**Problem details:**
Rewrite all of the items below, changing every "steer's" to "calf's" and keeping everything else the same. Omit the pictures from your answer.

**Exercise materials:**
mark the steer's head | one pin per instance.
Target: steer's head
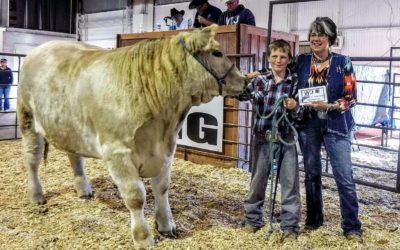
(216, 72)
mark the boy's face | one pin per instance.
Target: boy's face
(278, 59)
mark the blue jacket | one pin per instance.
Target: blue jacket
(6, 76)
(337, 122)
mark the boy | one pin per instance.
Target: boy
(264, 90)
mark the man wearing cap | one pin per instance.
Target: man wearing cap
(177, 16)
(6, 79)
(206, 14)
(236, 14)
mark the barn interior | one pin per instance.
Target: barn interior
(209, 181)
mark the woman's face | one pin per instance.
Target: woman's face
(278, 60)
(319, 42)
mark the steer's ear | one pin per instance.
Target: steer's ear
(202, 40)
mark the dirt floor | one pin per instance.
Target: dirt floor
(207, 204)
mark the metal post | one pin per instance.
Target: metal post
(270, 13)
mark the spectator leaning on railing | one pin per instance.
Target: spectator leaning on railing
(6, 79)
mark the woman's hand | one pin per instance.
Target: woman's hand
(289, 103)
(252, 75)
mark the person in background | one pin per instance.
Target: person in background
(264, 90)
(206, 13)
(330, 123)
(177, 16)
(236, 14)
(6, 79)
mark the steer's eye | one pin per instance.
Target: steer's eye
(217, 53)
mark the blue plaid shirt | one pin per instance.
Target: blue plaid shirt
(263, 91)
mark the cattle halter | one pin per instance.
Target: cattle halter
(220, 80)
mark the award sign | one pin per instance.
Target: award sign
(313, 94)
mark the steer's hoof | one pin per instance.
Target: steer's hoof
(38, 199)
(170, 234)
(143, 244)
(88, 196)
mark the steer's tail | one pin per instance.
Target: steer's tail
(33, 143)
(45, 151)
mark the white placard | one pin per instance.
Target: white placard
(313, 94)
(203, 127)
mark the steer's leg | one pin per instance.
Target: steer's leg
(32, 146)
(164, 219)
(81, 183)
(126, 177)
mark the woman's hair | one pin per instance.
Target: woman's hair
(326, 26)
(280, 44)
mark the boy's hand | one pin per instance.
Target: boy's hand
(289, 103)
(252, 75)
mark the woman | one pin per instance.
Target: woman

**Solution:**
mark the calf's head | one pin per instance.
Target: calf's head
(216, 72)
mark the boy's face | one pin per instance.
Target: boy's face
(278, 59)
mark the blue jacket | one pin per instance.
Target: blue jacket
(6, 76)
(337, 122)
mark the boy | one pin per instance.
Target: boy
(264, 90)
mark the man wearing cap | one pin per instance.
Target: man wearing cap
(177, 16)
(6, 79)
(206, 14)
(236, 14)
mark the barn interior | one pin per instance.
Target: barn interior
(209, 181)
mark the woman's face | one pin per instance.
Target: woman's face
(278, 60)
(319, 42)
mark the calf's ear | one pin per instance.
Target: calf's ear
(202, 40)
mark the dirt floor | one pin per instance.
Target: dirt floor
(207, 204)
mark the metal post | one pin per instance.
Target: metal post
(270, 13)
mark the spectator leaning on railing | one pin per instance.
Target: spectator leaning on railing
(6, 79)
mark the woman's hand | one pin per instance.
Target: woman's hand
(289, 103)
(252, 75)
mark the person in background | one pin per instance.
Target: person in background
(264, 90)
(206, 13)
(330, 123)
(177, 16)
(236, 14)
(6, 79)
mark the calf's eye | one pin per instance.
Target: calf's eye
(217, 53)
mark the blue plaid shirt | one pin per instance.
Target: blue plaid shirt
(263, 91)
mark the cattle halter | one pin per instance.
Target: cattle halter
(220, 80)
mark the award sign | one pin per instance.
Target: award sign
(313, 94)
mark the calf's hoof | one pin per instance.
Target: calf's hoof
(38, 199)
(170, 234)
(143, 244)
(88, 196)
mark the calf's tail | one pin per instance.
Target: calf's tail
(33, 143)
(45, 151)
mark the white placard | one pin per instance.
Target: white placard
(313, 94)
(203, 127)
mark the calf's leg | one pin per instance.
Target: calf's leg
(32, 146)
(164, 219)
(81, 183)
(126, 177)
mark the woman's hair | one pin per instance.
Target: woman's hair
(326, 26)
(280, 44)
mark the boy's hand | one pin per instance.
Target: boy's hand
(289, 103)
(252, 75)
mark the woman | one pin per instance.
Target: woman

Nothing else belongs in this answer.